- Prompt: Report how many lines in the material below contain the string "bread". Give only the number.

Excerpts from a detection dataset:
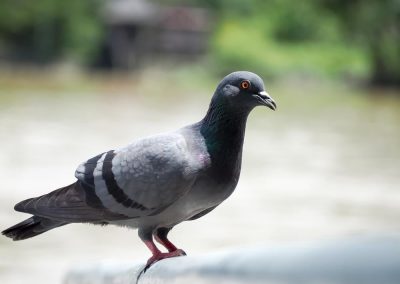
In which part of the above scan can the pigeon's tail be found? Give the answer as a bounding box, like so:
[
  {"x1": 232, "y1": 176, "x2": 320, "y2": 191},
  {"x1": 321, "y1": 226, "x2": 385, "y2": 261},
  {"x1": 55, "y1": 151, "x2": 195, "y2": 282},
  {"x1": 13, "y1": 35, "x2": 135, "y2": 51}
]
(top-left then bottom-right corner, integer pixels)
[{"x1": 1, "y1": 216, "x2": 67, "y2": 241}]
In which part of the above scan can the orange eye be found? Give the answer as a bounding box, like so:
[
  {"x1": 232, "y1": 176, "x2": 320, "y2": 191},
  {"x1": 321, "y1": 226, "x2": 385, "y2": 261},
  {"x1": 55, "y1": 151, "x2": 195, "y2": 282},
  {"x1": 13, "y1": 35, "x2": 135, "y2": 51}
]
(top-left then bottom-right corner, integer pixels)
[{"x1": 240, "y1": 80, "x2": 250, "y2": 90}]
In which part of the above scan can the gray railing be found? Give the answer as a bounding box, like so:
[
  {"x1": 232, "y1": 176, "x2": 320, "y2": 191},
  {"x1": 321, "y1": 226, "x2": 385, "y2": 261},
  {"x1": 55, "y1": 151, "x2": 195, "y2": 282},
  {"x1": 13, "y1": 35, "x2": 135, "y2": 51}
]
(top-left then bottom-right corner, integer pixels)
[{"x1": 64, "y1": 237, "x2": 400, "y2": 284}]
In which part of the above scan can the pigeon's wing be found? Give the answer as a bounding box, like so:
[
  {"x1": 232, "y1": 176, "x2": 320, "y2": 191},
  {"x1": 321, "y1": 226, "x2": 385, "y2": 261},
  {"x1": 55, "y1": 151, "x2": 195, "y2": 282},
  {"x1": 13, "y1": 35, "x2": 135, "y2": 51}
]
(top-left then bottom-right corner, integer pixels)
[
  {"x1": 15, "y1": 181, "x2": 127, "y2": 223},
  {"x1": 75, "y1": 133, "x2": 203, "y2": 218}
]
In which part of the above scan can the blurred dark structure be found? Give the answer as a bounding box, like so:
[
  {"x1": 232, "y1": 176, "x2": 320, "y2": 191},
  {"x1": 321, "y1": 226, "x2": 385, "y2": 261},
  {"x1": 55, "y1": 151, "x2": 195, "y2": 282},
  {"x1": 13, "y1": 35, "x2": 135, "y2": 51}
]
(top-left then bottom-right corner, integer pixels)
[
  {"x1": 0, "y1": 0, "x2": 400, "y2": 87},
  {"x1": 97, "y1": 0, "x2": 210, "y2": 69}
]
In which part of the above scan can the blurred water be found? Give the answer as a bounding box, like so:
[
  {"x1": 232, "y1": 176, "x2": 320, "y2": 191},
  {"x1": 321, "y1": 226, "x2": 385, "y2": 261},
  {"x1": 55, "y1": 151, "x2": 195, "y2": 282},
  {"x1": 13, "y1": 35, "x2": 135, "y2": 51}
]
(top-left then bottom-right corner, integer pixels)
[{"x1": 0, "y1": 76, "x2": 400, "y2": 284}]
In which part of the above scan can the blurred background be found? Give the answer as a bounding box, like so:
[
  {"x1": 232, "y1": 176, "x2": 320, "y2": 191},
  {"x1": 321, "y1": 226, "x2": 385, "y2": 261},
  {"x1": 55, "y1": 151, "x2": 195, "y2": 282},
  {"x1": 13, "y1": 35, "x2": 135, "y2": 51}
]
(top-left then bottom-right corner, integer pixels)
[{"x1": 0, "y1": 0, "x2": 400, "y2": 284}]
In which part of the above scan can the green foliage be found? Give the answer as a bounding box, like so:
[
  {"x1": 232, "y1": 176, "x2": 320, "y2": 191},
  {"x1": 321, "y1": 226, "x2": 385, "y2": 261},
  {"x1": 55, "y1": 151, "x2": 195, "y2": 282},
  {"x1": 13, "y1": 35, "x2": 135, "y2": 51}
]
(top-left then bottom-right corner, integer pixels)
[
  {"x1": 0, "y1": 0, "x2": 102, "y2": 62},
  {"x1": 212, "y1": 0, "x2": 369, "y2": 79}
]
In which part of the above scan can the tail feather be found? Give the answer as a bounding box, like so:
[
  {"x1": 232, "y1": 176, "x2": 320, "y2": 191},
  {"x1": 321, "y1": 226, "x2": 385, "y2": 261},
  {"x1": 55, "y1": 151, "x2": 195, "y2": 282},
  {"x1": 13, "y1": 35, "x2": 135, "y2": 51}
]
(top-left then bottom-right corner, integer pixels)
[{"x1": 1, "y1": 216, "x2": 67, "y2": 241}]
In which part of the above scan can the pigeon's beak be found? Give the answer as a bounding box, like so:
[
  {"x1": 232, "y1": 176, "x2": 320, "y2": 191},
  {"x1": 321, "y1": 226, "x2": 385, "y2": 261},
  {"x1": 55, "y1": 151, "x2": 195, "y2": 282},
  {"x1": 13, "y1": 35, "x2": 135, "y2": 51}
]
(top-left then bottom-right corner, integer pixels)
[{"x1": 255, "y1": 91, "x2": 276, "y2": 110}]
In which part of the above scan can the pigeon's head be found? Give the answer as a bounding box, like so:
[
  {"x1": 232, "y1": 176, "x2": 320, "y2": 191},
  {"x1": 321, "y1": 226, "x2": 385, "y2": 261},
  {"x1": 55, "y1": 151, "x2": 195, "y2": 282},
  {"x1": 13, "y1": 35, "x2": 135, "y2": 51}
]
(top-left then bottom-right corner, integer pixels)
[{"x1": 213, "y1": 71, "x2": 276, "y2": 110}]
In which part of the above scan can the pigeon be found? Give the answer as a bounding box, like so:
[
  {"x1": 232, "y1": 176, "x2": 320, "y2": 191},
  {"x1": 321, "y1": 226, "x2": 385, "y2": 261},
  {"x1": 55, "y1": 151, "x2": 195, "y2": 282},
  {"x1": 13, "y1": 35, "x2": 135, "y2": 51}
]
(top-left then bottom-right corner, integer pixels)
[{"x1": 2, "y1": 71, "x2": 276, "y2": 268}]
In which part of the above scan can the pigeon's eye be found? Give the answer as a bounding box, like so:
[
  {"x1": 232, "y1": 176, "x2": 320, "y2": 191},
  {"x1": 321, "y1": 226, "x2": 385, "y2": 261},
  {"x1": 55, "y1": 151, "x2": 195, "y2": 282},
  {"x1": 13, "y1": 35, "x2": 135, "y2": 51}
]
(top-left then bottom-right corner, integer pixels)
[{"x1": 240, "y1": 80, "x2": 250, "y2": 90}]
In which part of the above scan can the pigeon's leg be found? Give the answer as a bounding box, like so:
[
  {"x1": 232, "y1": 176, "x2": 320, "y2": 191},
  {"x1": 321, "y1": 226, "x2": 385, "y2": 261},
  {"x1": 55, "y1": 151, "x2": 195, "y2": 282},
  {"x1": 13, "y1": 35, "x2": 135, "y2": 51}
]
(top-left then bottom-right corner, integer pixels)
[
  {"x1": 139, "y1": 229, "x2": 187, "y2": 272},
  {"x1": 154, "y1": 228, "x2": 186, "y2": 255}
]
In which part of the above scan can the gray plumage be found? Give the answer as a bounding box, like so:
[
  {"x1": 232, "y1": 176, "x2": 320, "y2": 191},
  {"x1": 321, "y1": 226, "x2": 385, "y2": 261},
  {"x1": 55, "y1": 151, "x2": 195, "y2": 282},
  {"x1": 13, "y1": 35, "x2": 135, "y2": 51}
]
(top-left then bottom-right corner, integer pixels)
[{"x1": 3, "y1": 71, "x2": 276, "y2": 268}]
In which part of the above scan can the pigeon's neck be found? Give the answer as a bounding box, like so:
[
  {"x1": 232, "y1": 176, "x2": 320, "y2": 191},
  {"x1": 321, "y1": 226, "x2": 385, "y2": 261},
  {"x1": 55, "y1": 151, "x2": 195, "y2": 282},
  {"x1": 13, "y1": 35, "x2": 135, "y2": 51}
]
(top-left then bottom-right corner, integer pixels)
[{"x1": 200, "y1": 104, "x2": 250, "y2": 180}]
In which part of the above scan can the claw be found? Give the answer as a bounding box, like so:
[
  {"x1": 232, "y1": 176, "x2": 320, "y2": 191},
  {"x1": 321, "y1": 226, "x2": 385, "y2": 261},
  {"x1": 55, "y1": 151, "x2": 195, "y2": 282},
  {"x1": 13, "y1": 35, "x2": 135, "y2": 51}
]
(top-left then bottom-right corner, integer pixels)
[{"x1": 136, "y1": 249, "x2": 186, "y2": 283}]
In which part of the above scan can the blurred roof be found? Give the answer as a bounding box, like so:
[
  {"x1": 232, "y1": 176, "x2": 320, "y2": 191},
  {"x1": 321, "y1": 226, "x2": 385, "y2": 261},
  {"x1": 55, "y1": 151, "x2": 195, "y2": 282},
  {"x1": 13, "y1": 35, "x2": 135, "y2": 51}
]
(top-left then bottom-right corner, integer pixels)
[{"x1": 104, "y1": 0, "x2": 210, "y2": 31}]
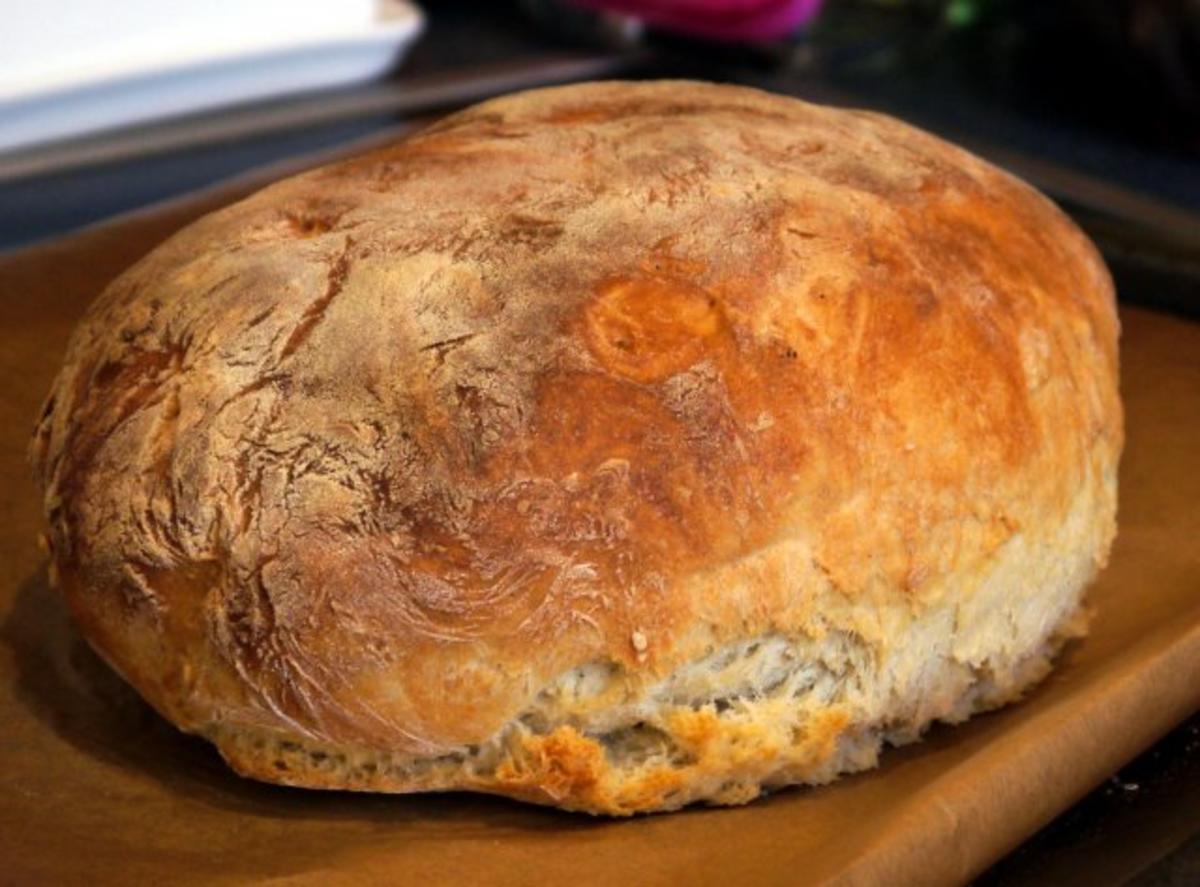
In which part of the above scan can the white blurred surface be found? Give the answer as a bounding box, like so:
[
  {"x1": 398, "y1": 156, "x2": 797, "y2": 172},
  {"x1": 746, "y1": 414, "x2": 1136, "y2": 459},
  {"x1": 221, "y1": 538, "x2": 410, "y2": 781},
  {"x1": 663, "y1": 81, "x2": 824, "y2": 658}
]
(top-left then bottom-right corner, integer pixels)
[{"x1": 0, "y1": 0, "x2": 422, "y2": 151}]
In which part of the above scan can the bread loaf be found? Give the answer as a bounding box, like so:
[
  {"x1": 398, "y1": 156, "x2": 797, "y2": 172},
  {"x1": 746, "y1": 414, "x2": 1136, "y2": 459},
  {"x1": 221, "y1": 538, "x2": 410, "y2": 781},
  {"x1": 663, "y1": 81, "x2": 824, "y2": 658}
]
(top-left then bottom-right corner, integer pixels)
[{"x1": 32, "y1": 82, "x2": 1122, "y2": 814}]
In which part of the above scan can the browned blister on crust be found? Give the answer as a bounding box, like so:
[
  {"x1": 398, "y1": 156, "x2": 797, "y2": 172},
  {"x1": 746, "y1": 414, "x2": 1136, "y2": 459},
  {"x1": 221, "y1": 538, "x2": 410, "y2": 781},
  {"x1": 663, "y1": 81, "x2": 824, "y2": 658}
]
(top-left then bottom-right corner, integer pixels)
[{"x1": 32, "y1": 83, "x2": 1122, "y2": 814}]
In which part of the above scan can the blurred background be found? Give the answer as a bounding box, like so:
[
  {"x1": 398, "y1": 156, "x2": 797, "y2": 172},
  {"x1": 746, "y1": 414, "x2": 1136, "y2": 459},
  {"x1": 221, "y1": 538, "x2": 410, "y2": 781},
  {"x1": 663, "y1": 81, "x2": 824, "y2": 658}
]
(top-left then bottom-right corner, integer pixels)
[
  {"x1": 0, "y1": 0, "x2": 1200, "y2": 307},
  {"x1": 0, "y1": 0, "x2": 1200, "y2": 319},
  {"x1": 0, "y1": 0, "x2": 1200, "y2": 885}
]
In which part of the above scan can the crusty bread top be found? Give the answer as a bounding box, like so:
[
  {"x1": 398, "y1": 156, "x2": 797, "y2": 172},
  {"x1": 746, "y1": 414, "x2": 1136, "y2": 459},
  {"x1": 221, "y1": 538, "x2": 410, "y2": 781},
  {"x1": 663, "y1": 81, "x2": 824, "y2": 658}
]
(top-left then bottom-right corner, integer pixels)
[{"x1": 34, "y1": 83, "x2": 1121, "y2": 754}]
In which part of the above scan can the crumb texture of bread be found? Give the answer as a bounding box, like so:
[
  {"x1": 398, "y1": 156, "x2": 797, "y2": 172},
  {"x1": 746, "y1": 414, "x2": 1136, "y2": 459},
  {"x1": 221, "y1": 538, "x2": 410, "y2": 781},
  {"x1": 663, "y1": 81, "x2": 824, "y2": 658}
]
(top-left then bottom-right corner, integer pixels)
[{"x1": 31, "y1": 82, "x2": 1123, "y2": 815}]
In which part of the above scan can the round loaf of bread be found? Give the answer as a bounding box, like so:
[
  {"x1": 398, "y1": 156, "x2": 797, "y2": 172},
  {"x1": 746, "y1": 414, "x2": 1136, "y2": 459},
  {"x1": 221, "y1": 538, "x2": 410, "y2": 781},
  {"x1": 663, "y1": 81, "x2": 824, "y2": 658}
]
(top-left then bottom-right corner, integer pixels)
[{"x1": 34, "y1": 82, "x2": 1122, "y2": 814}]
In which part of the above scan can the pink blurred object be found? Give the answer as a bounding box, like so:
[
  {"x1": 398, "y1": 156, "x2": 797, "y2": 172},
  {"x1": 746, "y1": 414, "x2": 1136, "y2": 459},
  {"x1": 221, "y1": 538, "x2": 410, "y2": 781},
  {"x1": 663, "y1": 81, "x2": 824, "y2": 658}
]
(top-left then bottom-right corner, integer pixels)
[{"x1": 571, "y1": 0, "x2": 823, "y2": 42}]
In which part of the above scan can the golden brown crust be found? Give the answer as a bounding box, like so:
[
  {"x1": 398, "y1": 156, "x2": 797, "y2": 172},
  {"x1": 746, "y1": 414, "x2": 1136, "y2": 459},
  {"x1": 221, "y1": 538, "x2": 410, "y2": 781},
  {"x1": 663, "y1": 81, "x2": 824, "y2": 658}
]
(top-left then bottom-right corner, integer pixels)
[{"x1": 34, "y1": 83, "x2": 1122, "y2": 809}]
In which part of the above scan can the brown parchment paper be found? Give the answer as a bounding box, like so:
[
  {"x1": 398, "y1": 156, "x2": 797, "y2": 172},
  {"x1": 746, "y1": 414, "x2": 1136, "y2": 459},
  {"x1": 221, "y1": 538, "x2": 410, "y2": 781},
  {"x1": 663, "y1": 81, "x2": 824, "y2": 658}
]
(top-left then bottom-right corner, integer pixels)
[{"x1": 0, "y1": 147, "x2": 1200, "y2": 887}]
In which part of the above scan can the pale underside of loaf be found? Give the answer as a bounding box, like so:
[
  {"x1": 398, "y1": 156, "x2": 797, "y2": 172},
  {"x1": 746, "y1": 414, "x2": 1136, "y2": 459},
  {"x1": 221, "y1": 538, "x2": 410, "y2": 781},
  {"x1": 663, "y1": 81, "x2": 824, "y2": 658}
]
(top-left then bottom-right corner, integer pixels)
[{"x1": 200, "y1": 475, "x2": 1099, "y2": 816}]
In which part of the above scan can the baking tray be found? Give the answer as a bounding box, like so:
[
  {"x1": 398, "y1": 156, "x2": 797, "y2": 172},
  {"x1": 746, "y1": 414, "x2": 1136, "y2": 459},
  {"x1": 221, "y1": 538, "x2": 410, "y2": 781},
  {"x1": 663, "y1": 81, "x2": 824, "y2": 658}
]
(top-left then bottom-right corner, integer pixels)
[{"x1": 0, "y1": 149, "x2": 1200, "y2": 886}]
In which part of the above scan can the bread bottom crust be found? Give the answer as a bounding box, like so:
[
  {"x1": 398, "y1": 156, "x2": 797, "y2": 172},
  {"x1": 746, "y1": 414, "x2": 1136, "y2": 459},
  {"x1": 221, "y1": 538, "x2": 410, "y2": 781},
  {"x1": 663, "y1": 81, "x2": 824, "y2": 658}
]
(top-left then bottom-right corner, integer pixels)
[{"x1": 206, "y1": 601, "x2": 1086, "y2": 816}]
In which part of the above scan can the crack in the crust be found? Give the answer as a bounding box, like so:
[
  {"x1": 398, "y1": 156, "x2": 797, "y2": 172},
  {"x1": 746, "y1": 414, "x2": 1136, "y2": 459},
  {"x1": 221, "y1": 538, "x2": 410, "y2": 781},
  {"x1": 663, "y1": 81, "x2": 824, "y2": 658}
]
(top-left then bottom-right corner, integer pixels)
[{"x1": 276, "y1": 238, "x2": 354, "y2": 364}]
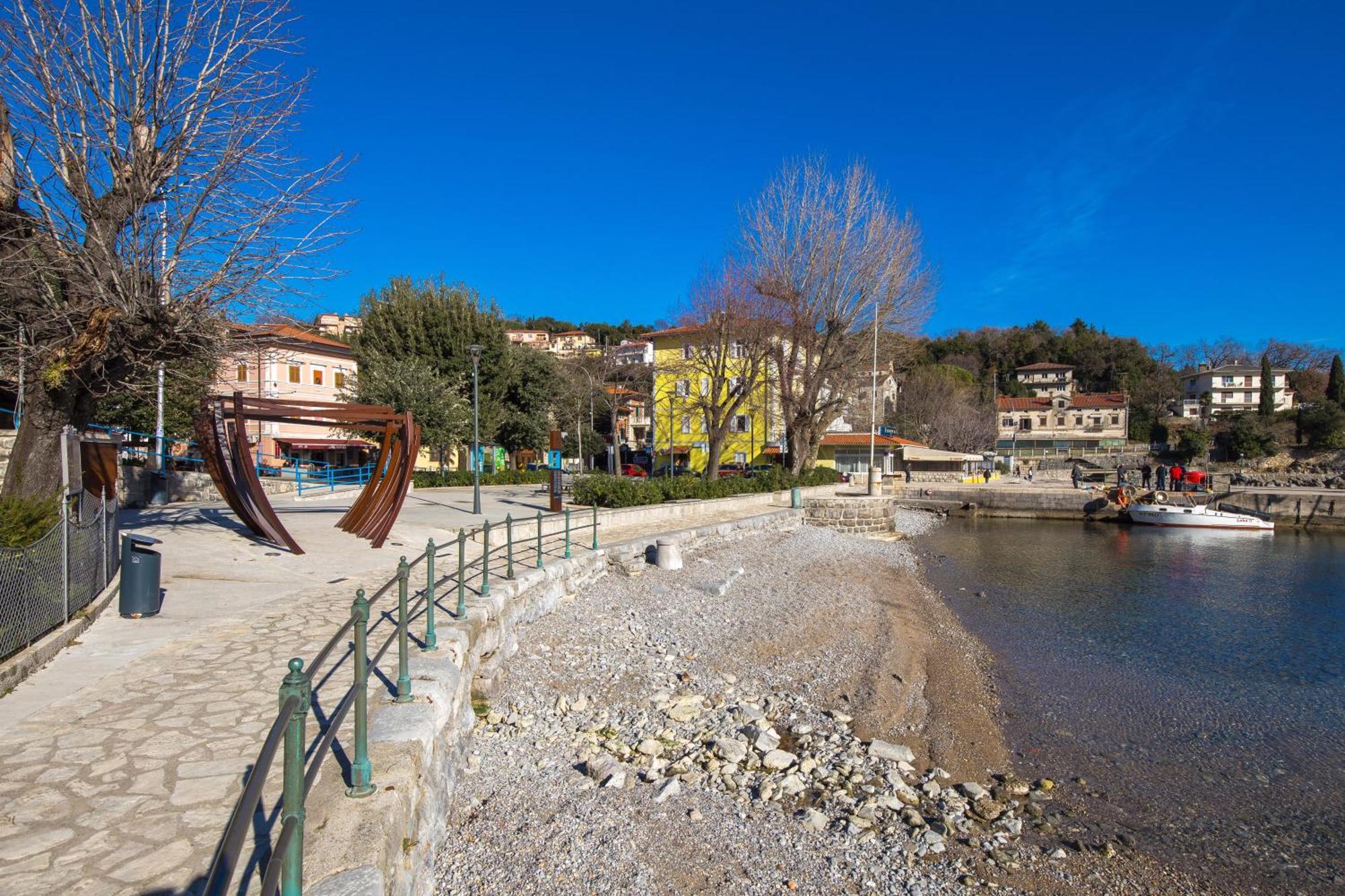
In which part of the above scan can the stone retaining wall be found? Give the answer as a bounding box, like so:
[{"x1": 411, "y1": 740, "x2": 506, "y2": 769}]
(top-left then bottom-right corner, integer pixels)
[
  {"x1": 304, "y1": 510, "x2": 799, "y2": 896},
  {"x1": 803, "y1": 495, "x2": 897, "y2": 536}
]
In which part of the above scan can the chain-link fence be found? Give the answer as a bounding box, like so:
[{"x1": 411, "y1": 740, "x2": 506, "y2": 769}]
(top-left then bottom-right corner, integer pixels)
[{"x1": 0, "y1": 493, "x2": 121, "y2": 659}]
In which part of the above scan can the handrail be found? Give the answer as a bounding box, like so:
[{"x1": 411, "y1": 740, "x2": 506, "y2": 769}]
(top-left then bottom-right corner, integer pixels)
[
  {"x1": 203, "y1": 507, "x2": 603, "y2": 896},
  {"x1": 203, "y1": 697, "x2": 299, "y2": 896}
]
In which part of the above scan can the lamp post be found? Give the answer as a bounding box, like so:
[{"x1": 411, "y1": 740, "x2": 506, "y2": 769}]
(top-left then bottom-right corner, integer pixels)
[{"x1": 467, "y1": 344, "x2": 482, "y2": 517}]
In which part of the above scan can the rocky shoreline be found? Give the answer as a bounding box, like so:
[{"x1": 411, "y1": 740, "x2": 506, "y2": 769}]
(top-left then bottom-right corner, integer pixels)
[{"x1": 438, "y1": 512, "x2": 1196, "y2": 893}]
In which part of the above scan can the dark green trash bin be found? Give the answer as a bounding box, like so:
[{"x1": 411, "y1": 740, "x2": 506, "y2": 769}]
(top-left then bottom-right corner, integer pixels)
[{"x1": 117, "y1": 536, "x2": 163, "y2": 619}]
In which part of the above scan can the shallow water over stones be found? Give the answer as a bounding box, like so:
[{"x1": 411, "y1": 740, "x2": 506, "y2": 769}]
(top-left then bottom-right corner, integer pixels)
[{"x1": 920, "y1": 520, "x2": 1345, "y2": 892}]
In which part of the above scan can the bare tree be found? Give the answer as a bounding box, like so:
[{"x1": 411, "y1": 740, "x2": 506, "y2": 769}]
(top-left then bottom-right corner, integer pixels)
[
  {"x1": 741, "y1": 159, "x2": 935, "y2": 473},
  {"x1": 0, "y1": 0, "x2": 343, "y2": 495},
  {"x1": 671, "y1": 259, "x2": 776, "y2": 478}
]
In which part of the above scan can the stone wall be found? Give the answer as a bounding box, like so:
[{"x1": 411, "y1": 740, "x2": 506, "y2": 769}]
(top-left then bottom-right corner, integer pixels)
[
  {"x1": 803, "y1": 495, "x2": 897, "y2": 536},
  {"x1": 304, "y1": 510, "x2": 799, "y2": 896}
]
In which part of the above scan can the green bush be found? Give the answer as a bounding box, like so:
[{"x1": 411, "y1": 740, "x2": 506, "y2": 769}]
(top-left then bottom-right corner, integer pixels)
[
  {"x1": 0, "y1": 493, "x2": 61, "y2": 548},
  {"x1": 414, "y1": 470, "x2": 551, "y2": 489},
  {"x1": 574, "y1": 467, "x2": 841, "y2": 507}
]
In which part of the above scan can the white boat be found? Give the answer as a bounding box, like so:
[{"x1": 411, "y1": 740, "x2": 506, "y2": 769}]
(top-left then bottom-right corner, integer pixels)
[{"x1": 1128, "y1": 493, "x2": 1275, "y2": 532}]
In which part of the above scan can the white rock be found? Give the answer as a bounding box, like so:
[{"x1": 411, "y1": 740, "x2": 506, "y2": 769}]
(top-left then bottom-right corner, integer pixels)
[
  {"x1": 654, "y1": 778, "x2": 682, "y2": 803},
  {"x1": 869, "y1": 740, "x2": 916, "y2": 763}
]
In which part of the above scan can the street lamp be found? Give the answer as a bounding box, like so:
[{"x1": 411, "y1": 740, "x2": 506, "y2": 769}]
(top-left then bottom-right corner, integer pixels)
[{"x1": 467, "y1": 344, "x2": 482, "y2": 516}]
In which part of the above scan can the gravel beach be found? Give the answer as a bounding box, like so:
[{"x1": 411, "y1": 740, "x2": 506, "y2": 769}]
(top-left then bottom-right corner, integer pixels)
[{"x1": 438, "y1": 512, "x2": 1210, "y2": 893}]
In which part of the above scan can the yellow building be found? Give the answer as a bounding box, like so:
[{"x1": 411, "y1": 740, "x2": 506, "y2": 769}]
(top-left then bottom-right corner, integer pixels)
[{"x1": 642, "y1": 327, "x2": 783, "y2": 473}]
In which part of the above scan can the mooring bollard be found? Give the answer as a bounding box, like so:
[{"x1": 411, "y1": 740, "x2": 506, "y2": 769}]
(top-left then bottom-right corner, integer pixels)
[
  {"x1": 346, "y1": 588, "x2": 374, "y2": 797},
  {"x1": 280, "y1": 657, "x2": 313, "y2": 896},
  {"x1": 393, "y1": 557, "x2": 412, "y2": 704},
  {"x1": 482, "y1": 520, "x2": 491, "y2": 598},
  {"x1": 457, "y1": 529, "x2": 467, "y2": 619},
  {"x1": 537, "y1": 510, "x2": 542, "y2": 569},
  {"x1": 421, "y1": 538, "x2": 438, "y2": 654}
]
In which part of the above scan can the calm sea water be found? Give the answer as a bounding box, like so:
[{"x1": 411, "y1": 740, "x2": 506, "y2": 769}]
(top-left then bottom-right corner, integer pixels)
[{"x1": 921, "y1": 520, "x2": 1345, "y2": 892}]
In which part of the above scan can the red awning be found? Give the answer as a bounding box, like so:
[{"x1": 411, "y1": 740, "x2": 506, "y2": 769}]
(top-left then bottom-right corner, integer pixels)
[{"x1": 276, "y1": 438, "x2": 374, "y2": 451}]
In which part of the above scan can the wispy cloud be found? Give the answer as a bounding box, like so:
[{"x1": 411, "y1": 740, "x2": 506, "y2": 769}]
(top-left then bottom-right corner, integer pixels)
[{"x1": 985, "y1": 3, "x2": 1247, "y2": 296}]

- Result: 5